• **YOUR GOAL**: Starting with the line that contains "Question. Indicate each instance of the tree bark", copy every line through the end of the data below, exactly and with nothing added.

○ ○ ○ ○ ○

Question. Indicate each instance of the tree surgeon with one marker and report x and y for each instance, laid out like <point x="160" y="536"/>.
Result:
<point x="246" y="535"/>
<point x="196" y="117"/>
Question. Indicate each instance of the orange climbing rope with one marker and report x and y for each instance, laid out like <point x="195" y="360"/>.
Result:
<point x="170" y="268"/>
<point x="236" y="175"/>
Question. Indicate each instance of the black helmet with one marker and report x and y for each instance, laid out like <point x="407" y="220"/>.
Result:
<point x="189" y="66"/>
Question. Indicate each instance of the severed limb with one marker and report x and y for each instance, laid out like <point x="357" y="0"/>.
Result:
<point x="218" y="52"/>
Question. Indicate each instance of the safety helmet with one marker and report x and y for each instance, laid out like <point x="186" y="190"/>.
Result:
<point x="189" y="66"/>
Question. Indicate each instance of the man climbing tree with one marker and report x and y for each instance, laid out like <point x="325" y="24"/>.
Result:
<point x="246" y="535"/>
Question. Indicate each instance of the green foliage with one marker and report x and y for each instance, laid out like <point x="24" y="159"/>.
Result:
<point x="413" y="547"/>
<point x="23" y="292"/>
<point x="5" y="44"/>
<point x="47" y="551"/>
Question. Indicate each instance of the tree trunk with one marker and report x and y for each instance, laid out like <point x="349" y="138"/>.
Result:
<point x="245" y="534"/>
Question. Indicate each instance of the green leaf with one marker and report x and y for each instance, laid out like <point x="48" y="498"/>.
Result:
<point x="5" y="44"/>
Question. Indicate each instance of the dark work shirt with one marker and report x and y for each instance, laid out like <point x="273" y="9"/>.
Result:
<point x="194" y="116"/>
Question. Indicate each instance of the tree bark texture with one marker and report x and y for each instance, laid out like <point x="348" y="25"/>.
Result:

○ ○ ○ ○ ○

• **TASK ANSWER**:
Question. Indicate each instance of the tree bark texture with one marker and report x and y for each instance, laid out like <point x="348" y="25"/>.
Result:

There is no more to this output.